(Dataset entries)
====================
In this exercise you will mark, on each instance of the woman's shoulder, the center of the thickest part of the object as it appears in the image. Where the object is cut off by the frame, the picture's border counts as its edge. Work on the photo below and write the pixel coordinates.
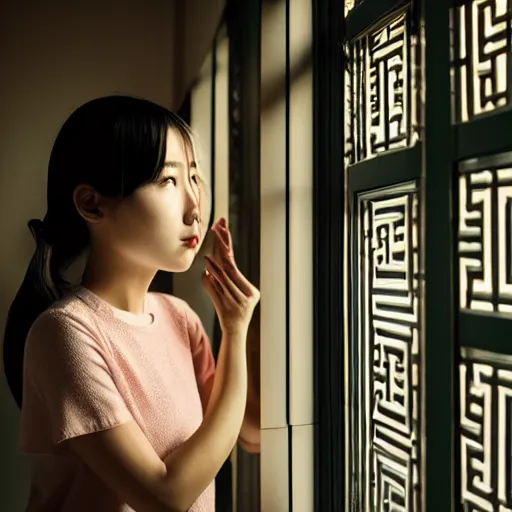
(65, 318)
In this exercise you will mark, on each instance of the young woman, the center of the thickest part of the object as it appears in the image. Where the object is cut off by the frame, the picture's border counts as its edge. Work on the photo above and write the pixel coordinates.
(122, 407)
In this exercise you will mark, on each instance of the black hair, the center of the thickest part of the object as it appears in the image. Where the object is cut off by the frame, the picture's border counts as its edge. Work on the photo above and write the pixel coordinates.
(115, 144)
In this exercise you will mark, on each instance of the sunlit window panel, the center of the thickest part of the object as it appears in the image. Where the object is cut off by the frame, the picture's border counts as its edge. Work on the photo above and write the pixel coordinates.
(350, 4)
(481, 57)
(382, 90)
(485, 412)
(484, 234)
(388, 452)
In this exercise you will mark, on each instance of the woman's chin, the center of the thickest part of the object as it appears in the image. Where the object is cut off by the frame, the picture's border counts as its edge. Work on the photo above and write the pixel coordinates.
(181, 264)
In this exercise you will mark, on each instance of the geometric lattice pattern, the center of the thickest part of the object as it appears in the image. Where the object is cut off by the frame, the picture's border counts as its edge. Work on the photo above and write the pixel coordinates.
(381, 91)
(485, 433)
(389, 350)
(484, 234)
(481, 56)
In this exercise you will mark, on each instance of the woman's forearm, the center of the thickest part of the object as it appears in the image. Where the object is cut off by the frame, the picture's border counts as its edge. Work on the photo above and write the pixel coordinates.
(193, 465)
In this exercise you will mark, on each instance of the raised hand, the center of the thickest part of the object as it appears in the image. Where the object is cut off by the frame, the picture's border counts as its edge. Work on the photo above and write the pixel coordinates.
(233, 296)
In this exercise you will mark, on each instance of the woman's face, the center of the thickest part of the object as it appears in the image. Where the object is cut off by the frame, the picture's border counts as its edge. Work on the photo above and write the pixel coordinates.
(158, 226)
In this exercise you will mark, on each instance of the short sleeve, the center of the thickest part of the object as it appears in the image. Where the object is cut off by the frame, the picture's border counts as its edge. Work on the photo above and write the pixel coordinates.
(69, 389)
(204, 362)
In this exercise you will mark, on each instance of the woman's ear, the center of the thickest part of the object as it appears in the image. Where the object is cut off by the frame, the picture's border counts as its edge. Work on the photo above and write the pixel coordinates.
(89, 203)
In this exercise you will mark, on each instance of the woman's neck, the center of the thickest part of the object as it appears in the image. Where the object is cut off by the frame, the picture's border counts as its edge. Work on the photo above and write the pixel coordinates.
(121, 285)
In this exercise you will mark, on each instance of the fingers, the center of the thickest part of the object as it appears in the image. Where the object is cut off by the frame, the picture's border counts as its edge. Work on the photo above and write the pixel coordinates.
(224, 236)
(227, 263)
(228, 288)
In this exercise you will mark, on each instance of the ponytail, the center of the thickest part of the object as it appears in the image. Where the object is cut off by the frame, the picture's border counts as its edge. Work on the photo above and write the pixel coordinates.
(42, 285)
(115, 145)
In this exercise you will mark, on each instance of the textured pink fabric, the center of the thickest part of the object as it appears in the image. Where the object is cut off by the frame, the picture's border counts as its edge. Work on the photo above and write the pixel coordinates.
(90, 367)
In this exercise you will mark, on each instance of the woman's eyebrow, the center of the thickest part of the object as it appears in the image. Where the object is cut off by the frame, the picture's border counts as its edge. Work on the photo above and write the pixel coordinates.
(177, 163)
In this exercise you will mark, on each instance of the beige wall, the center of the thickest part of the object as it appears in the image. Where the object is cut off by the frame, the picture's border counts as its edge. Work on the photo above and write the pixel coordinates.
(195, 35)
(53, 57)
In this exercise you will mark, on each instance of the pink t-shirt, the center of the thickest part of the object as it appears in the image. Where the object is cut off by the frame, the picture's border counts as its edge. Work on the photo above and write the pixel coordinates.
(90, 367)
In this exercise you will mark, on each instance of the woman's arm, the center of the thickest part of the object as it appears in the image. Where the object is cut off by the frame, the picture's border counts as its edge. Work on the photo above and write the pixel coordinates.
(126, 461)
(123, 456)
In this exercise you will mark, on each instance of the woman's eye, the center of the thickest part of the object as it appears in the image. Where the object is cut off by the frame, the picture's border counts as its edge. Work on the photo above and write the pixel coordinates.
(170, 179)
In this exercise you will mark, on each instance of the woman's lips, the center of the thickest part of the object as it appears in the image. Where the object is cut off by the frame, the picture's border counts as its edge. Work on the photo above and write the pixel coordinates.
(191, 242)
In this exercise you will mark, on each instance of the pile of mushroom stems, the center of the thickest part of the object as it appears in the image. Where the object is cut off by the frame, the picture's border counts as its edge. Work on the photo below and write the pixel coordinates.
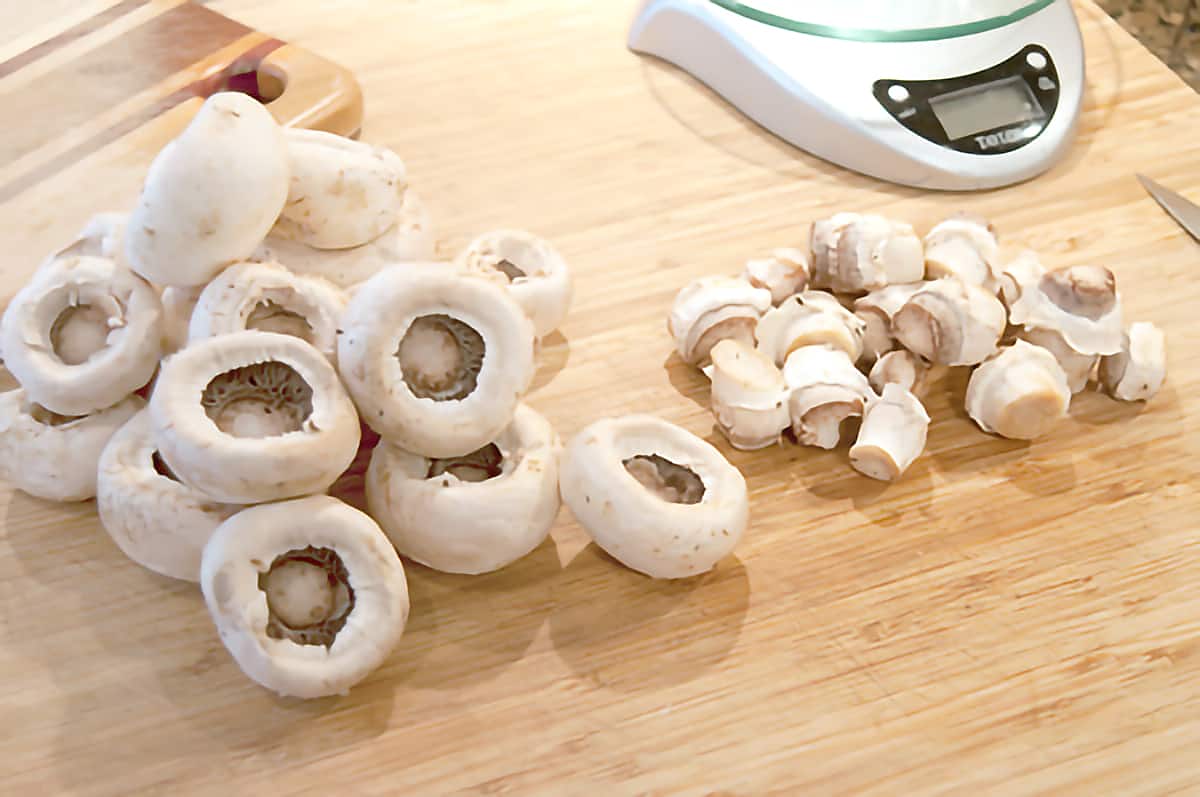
(858, 327)
(268, 318)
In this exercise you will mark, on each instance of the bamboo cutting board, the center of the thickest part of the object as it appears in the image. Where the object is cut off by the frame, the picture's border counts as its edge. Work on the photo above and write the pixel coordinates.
(1009, 618)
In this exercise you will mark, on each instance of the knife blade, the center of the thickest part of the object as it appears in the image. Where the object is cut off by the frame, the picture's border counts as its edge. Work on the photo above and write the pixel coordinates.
(1182, 210)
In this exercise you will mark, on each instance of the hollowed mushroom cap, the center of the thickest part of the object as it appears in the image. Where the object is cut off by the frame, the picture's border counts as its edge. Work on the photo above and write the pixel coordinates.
(1139, 369)
(342, 192)
(785, 273)
(411, 239)
(1019, 393)
(809, 318)
(211, 195)
(83, 334)
(436, 359)
(532, 270)
(269, 298)
(892, 435)
(1080, 303)
(633, 484)
(712, 309)
(366, 598)
(156, 521)
(472, 514)
(253, 417)
(54, 456)
(951, 322)
(749, 396)
(826, 389)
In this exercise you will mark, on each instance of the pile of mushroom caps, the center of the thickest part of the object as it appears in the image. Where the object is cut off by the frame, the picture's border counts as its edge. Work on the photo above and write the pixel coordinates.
(274, 293)
(859, 325)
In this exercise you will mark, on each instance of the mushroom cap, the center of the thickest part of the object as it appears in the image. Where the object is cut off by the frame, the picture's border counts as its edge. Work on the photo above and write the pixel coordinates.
(377, 321)
(156, 521)
(1081, 303)
(1019, 393)
(1138, 371)
(708, 309)
(268, 297)
(411, 239)
(749, 396)
(246, 545)
(53, 456)
(785, 273)
(951, 322)
(245, 469)
(809, 318)
(342, 192)
(892, 435)
(635, 526)
(211, 195)
(873, 252)
(541, 283)
(114, 354)
(469, 527)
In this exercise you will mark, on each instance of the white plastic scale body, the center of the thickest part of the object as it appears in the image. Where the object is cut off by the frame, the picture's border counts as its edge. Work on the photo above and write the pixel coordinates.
(953, 95)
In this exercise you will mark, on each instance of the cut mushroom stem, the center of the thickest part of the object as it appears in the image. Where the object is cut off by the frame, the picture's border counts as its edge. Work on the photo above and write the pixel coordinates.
(892, 435)
(714, 309)
(307, 594)
(1019, 393)
(653, 496)
(475, 513)
(1139, 369)
(749, 396)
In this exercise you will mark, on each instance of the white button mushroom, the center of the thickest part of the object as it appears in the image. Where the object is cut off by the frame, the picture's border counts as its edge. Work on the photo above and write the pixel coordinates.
(712, 309)
(471, 514)
(875, 310)
(1138, 370)
(155, 520)
(83, 334)
(809, 318)
(826, 389)
(951, 322)
(749, 396)
(892, 435)
(785, 273)
(531, 268)
(1078, 367)
(1019, 393)
(54, 456)
(411, 239)
(253, 417)
(873, 252)
(1080, 303)
(269, 298)
(211, 195)
(435, 358)
(654, 496)
(823, 244)
(342, 193)
(307, 594)
(964, 246)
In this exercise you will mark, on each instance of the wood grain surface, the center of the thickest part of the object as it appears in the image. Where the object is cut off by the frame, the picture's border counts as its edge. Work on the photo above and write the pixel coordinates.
(1009, 618)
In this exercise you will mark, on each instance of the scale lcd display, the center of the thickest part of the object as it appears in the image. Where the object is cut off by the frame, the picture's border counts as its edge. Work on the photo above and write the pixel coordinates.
(975, 109)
====================
Brief: Repeat exactly, and only, the lines from the line containing "the white plastic" through the last line of the records above, both included.

Finished task:
In this exercise you will mark, on each instance of the white plastic scale body, the center of the thickest part of the object as it appears in the image. Where the object is cut off by the frame, the picture's border counts as its edge. Work on the photo above and write the pixel coordinates.
(953, 95)
In this exercise you will mark, on each instance of the cut mushroom stem, the center of the thickest part of the object as it appears in the image. Where the object is cut off by the frame, the picture's border counts as its edge. Work on the photo above and write the pixel coordinates.
(892, 435)
(714, 309)
(307, 594)
(1019, 393)
(653, 496)
(475, 513)
(1139, 369)
(749, 396)
In this exercise you will mark, on each instance of the white button mushroom, the center of the thickest part of the object as it appears in the image. Where the object is cut off by the frame, the picture's border counts as its edge. Work on the photo above and write the pixel coordinates.
(712, 309)
(471, 514)
(875, 310)
(1138, 370)
(155, 520)
(83, 334)
(809, 318)
(826, 389)
(951, 322)
(749, 396)
(892, 435)
(785, 273)
(531, 268)
(1078, 367)
(1019, 393)
(54, 456)
(411, 239)
(253, 417)
(873, 252)
(1080, 303)
(269, 298)
(211, 195)
(435, 358)
(654, 496)
(823, 244)
(342, 193)
(307, 594)
(964, 246)
In this exercise you will mark, on each instance of the wood grain surface, the center of the thickest part of the object as it appears in the image. Where the object is cut off by the frame, the picture's border counts as its edge. Work on the photo above and write the pixel coordinates.
(1009, 618)
In this exercise you will mark, on each instance of the scale lcd display, the center of the thickest part of the object as it appears in the image. Where the object is cut off by the frame, the picture's border counts as its edge. Work on the photo above and write the pixel coordinates.
(975, 109)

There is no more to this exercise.